• EXERCISE DIRECTIONS: Repeat the entire listing exactly.

Rows from a dataset
☆ ☆ ☆
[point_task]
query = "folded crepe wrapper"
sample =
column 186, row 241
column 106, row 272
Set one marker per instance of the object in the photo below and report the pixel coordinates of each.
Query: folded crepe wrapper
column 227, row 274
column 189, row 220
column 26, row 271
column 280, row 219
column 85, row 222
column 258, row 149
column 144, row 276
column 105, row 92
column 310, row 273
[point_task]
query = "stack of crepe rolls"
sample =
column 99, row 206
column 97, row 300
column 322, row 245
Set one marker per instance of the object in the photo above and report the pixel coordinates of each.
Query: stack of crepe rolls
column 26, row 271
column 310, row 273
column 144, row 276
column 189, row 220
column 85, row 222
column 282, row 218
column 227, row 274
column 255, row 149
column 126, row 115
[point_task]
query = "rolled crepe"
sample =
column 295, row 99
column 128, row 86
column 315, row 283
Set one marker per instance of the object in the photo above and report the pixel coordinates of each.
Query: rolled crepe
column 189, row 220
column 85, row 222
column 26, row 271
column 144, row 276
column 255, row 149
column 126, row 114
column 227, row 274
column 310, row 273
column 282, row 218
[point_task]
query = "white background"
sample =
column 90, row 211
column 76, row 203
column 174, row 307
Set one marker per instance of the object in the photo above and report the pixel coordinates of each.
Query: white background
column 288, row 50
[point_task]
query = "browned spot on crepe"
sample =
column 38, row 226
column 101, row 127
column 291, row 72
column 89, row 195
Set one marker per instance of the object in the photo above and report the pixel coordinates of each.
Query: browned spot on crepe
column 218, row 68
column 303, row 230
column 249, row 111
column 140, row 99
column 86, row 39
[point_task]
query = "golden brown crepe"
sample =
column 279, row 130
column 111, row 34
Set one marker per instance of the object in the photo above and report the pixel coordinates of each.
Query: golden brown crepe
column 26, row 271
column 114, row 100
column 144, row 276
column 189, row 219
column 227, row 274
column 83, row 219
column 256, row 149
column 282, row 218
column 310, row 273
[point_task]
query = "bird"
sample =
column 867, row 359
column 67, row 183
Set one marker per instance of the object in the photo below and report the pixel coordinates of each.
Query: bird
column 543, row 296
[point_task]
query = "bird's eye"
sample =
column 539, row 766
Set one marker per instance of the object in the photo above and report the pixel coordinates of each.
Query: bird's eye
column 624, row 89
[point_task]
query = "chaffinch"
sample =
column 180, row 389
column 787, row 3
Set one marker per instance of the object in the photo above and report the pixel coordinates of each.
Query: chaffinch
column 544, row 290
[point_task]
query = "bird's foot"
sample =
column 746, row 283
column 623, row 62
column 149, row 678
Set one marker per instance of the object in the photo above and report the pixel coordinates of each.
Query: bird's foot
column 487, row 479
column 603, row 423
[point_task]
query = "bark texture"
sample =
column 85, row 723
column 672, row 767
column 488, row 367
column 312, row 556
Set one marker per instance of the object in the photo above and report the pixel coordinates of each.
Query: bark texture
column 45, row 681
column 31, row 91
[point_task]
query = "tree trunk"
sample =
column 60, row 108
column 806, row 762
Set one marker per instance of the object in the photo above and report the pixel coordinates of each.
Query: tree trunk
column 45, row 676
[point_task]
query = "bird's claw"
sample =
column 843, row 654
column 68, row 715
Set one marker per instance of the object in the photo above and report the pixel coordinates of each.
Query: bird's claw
☆ ☆ ☆
• RESPONSE BELOW:
[point_task]
query = "folded crepe wrapper"
sample =
column 186, row 241
column 106, row 272
Set one marker per instance of the object in the photo below and report the pixel coordinates of each.
Query: folded crepe wrapper
column 227, row 274
column 189, row 220
column 26, row 271
column 280, row 219
column 85, row 222
column 258, row 149
column 144, row 276
column 105, row 92
column 310, row 273
[point_task]
query = "stack of crepe rolls"
sample =
column 99, row 206
column 97, row 300
column 322, row 245
Set one marker per instance of the object in the photo above and report the pixel coordinates of each.
Query: stack of crepe rolls
column 26, row 271
column 310, row 273
column 144, row 276
column 189, row 220
column 85, row 222
column 282, row 218
column 227, row 274
column 255, row 149
column 126, row 115
[point_task]
query = "rolled crepe"
sample =
column 295, row 99
column 128, row 86
column 315, row 283
Set one marker per instance of the object in the photo above and report the pixel coordinates of each.
Query: rolled crepe
column 189, row 220
column 85, row 222
column 26, row 271
column 144, row 276
column 255, row 149
column 126, row 114
column 227, row 274
column 310, row 273
column 282, row 218
[point_task]
query = "white background"
sample =
column 90, row 211
column 76, row 203
column 174, row 307
Set one marker per instance of the object in the photo above and report the pixel coordinates of each.
Query: white background
column 288, row 50
[point_task]
query = "browned spot on crepe"
sample =
column 38, row 226
column 101, row 127
column 291, row 72
column 89, row 195
Set one marker per instance of the object in the photo above and report the pixel coordinates of each.
Query: browned spot on crepe
column 218, row 68
column 303, row 230
column 249, row 111
column 140, row 99
column 86, row 39
[point_task]
query = "golden brown crepe"
sample =
column 279, row 130
column 111, row 34
Set one marker per instance of the object in the photo above and report the pixel coordinates of each.
Query: golden brown crepe
column 26, row 271
column 114, row 100
column 144, row 276
column 189, row 219
column 227, row 274
column 83, row 219
column 256, row 149
column 282, row 218
column 310, row 273
[point_task]
query = "bird"
sample =
column 867, row 359
column 67, row 183
Set one marker per instance of the object in the photo below and report the pixel coordinates of each.
Query: bird
column 543, row 296
[point_task]
query = "bird's eye"
sample =
column 539, row 766
Set one marker per instance of the object in the photo above and report the pixel coordinates of each.
Query: bird's eye
column 624, row 89
[point_task]
query = "chaffinch"
sample =
column 180, row 389
column 787, row 3
Set one marker per instance of the object in the photo above and report the pixel coordinates of each.
Query: chaffinch
column 544, row 290
[point_task]
query = "bird's foot"
sample =
column 746, row 283
column 623, row 62
column 149, row 678
Set one marker per instance of the object in the photo above and report the pixel coordinates of each.
Query: bird's foot
column 487, row 479
column 603, row 423
[point_task]
query = "bark texture"
sample =
column 85, row 723
column 672, row 767
column 488, row 367
column 312, row 556
Set one marker per instance of the object in the photo above and report the pixel coordinates of each.
Query: bark texture
column 45, row 681
column 31, row 91
[point_task]
query = "tree trunk"
sample =
column 60, row 108
column 806, row 762
Set one marker per instance of the object in the photo above and report the pixel coordinates of each.
Query: tree trunk
column 45, row 676
[point_task]
query = "bird's claw"
sample =
column 843, row 654
column 68, row 715
Set one marker per instance of the object in the photo above and report the pixel coordinates of each.
Query: bird's claw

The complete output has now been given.